#### [Extracted records]
# # # # # # #

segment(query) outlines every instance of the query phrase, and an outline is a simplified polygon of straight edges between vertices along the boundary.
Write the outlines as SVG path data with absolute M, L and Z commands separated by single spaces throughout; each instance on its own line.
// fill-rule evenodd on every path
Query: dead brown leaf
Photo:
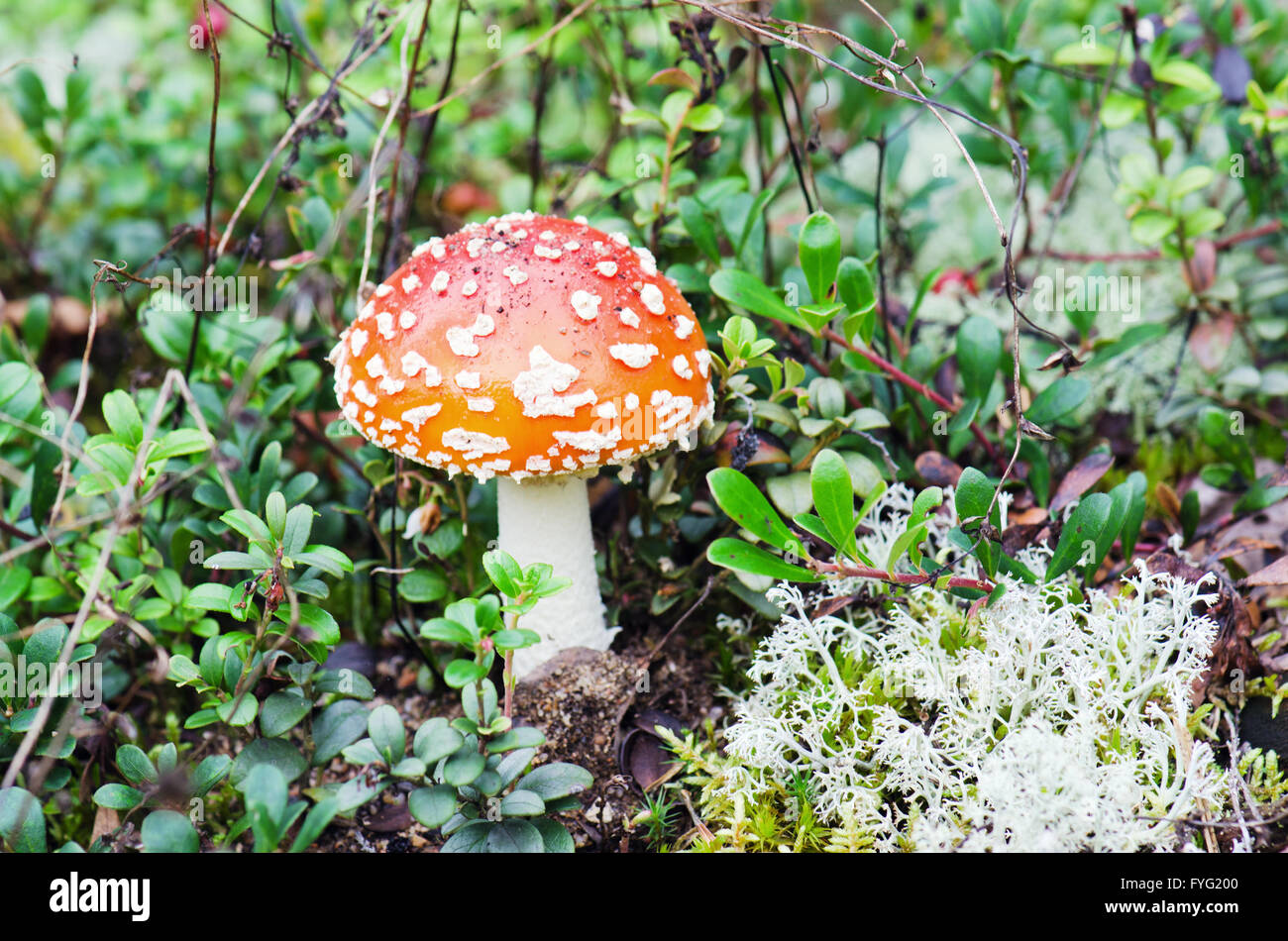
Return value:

# # # # # # #

#### [What you need to do]
Rename "instance" to "occurrence" throughout the entries and write them out again with everything else unchanged. Leave the pictures out.

#### [Task result]
segment(query) outlines every occurrence of the query phrase, and an outline is a simplified polygon of straight edges between vertices along the boundary.
Write the outlines as SVG path data with absolute M, L and Z commands separated by single spaces throughout; each occurrence on its own line.
// fill-rule evenodd on every path
Query: dead brown leaf
Photo:
Return value:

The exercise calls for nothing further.